TEXTO PROPORCIONADO:

________________________________________

Cruise nos regresa a los 80, al pleno de la epidemia de VIH en Londres donde un hombre decide enfrentar la enfermedad viviendo al máximo en un montaje explosivo dirigido por Alonso Íñiguez que revienta en un throwback vibrante a una década donde la música, los colores y la fiesta se mezclan con la devastación y la impotencia de una comunidad desprotegida y prejuiciada, y un ambicioso unipersonal que se niega a dejar migajas sueltas en el plato.
Jack Holden escribe Cruise desde un lugar muy personal. La historia en su centro no es entera ficción, pero nace de una anécdota que él mismo escuchó mientras trabajaba en una línea de ayuda LGBTIQ+, para después no sólo implicarse en la dramaturgia del unipersonal, pero también pararse a actuarlo. No es de sorprender que en Londres recibió mucha atención, incluso una nominación en los Premios Olivier en 2022. Platicando con el periódico The Guardian, Holden explicó: «Como un escritor queer, hay una presión inmensa al escarbar en este importante y angustiante periodo de la historia para hacerle justicia».

Lo primero que me salta entonces del montaje de Cruise en el Teatro Milán es que sea Alejandro Speitzer quien lo interprete. Un hombre heterosexual, que más allá de sus capacidades como actor (que discutiré más adelante), y el sobre-entendimiento de que un actor puede interpretar lo que sea, el tema de la epidemia de SIDA y sus incontables pérdidas resulta tan doloroso e inevitablemente particular para una comunidad, que no puedo evitar percibir como poco sensible que no se mantuviera vivo ese detalle de autenticidad, y el que se pase por alto permitirle a la gente queer contar sus propias historias. Especialmente las que pegan en un lugar tan personal.

________________________________________

TAREA: Enumera a todas las personas que el texto sobre Cruise nombra con nombre y apellido. Apóyate exclusivamente en el texto.

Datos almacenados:

________________________________________

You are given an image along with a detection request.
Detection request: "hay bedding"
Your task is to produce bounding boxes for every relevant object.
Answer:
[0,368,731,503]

________________________________________

RESPUESTA:
Alonso Íñiguez
Jack Holden
Alejandro Speitzer